Background information
- Birth name: Dirk Schlächter
- Born: 15 February 1965 (age 60) Bad Nauheim, West Germany
- Genres: Power metal, speed metal, heavy metal
- Occupation: Musician
- Instrument(s): Guitar, bass, vocals, keyboards, piano
- Years active: 1985–present
- Labels: Sanctuary

= Dirk Schlächter =

Dirk Schlächter (born 15 February 1965, in Bad Nauheim, West Germany) is the bassist of the power metal band Gamma Ray.

== History ==
Dirk got in touch with music for the first time joining a music school at the age of 8. At the age of 11 he got his first acoustic guitar followed by an electric guitar at the age of 15. At the age of 19 he turned to bass guitar. During this time he played in bands called Blue Life, Sold Out, Louis Glover House Band and Drivin' Force.

Dirk appeared as a guest musician on Gamma Ray's first album, Heading For Tomorrow, playing bass on the track "Money" and parts of the track "The Silence". The rest of the bass-parts on the album were recorded by Uwe Wessel. Schlächter was hired to play bass with Gamma Ray for their first tour, but as Uwe Wessel's former band split up at this point Schlächter replaced him. Schlächter was then offered the job of second guitarist.

From this point on Schlächter became Gamma Ray's permanent second guitarist. He played guitar on the albums Sigh No More, Insanity and Genius and Land of the Free. After the Land of the Free album Schlächter was supposed to swap positions with bassist Jan Rubach, but instead Rubach quit the band. Schlächter took over the position of bassist and Henjo Richter became the band's new guitarist. The release of the album Somewhere Out In Space marked Schlächter's return to playing bass, a job he has had ever since.

Schlächter is also the producer of Gamma Ray albums since Insanity and Genius, along with the band's mainman Kai Hansen.

In 2013, he joined German symphonic metal band Neopera.

From 2018 to 2022 he was the bassist of the Spanish band Avalanch.

== Discography ==
===Gamma Ray===
==== Studio albums ====
- Heading for Tomorrow (1990) (as a guest musician, playing bass on two tracks)
- Sigh No More (1991)
- Insanity and Genius (1993)
- Land of the Free (1995)
- Somewhere Out in Space (1997)
- Power Plant (1999)

» **Prompt A**
Copy the stretch of the listing from the line containing "Where can you see the stone gate" through the end of the listing, keeping every line unchanged.

» **Extracted material**
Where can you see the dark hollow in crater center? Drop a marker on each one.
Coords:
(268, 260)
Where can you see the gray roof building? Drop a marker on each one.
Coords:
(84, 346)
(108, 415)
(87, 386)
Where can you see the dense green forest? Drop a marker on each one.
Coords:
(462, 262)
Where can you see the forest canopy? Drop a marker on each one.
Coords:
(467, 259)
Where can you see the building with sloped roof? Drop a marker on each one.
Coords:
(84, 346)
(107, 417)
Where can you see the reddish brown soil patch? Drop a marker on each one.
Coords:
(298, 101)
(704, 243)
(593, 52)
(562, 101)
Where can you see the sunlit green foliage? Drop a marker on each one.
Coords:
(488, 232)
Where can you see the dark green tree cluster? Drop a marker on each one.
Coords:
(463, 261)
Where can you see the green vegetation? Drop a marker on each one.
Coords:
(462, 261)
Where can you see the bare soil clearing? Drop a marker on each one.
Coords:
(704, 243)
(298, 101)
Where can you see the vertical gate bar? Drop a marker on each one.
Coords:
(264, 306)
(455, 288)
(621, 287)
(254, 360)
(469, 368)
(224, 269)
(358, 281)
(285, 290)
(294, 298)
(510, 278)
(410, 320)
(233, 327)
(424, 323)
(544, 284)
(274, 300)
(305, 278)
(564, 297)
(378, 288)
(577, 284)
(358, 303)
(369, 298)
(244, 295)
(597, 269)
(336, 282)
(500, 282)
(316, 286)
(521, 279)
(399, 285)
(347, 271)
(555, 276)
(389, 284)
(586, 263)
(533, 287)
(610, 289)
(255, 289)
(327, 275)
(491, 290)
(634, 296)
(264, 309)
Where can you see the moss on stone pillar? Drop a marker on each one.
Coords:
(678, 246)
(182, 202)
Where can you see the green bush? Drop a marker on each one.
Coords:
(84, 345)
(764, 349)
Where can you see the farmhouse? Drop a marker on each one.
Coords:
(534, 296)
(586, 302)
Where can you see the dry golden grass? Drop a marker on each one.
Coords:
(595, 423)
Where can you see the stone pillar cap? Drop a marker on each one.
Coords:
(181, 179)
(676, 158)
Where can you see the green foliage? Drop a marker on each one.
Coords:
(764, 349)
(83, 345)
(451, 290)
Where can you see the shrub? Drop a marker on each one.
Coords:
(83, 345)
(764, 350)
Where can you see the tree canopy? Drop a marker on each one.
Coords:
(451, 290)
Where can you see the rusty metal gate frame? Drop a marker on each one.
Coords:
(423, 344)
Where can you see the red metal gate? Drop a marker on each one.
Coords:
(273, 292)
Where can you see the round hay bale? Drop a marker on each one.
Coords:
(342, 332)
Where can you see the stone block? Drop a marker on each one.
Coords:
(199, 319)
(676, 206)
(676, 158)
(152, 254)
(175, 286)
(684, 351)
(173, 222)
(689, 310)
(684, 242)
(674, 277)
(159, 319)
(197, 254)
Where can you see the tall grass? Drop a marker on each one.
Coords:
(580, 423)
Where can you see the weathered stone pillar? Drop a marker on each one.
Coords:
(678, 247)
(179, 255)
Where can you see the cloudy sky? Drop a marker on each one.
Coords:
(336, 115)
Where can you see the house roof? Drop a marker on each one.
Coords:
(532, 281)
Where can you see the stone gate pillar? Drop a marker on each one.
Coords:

» **Prompt B**
Condense the paragraph of the Dirk Schlächter biography that begins "From this point on Schlächter became" into a shorter version that keeps its main facts.

» **Full output A**
Where can you see the stone gate pillar? Drop a marker on each one.
Coords:

» **Full output B**
Schlächter became Gamma Ray's permanent second guitarist and played guitar on Sigh No More, Insanity and Genius and Land of the Free. After Land of the Free, he was supposed to swap positions with bassist Jan Rubach. Rubach quit instead, so Schlächter took over on bass and Henjo Richter became the new guitarist. Somewhere Out In Space marked Schlächter's return to bass, which he has played ever since.